頁面摘錄.

ES 筆記三十八:Bucket & Metric 聚合分析及巢狀聚合

CrazyZard發表於2019-12-28
  • Metric 一些系列的統計方法
  • Bucket 一組滿足條件的文件

ES 筆記三十八:Bucket & Metric 聚合分析及巢狀聚合

  • Aggregation屬於Search 的一部分。一般情況下,建議將其Size指定為0

ES 筆記三十八:Bucket & Metric 聚合分析及巢狀聚合

例子

ES 筆記三十八:Bucket & Metric 聚合分析及巢狀聚合

  • 單值分析:只輸出一個分析結果
    • min,max,avg,sum
    • Cardinality(類似 distinct Count)
  • 多值分析:輸出多個分析結果
    • stats ,extended stats
    • percentile, percentile rank
    • top hits (排在前面的示例)
  • 檢視最低工資
  • 檢視最高工資
  • 一個聚合輸出多個值
  • 一次查詢包含多個聚合
    • 同時檢視最低 最高 和平均工資
      PUT /employees/
      {
      "mappings" : {
      "properties" : {
      "age" : {
        "type" : "integer"
      },
      "gender" : {
        "type" : "keyword"
      },
      "job" : {
        "type" : "text",
        "fields" : {
          "keyword" : {
            "type" : "keyword",
            "ignore_above" : 50
          }
        }
      },
      "name" : {
        "type" : "keyword"

指定任務.
[1] 下列三項說法是否與這篇 ES 聚合筆記相符?每項請答「是」或「否」,並原樣引用筆記中起決定作用的文字。
(a) Cardinality 屬於多值分析。
(b) 一般情況下,建議將 Size 指定為 0。
(c) 映射中 gender 欄位的類型為 text。
[2] 請根據這篇 ES 聚合筆記回答:
(a) Bucket 指的是什麼?
(b) job 欄位的 keyword 子欄位中,ignore_above 設為多少?
(c) 這篇筆記於哪一天發表?
作答無需參考清單。

提供資料.
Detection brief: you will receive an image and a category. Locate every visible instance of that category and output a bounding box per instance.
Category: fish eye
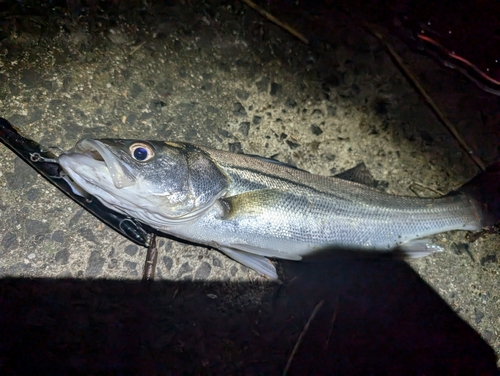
[130,142,155,162]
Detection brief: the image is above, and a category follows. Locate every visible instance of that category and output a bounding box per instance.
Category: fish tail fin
[458,161,500,227]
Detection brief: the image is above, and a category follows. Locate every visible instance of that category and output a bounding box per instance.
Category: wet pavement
[0,2,500,375]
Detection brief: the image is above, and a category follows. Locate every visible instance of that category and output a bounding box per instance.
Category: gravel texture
[0,1,500,375]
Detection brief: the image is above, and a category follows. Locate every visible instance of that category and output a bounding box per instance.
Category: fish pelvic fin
[458,161,500,227]
[396,238,443,258]
[218,246,278,280]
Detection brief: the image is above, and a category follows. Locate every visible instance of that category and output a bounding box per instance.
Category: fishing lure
[0,118,157,247]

任務結果.
[1]
(a) 否:「單值分析:只輸出一個分析結果」,Cardinality 列在此項之下。
(b) 是:「一般情況下,建議將其Size指定為0」。
(c) 否:gender 之下寫的是「"type" : "keyword"」。

[2]
(a) 一組滿足條件的文件。
(b) 50。
(c) 2019-12-28。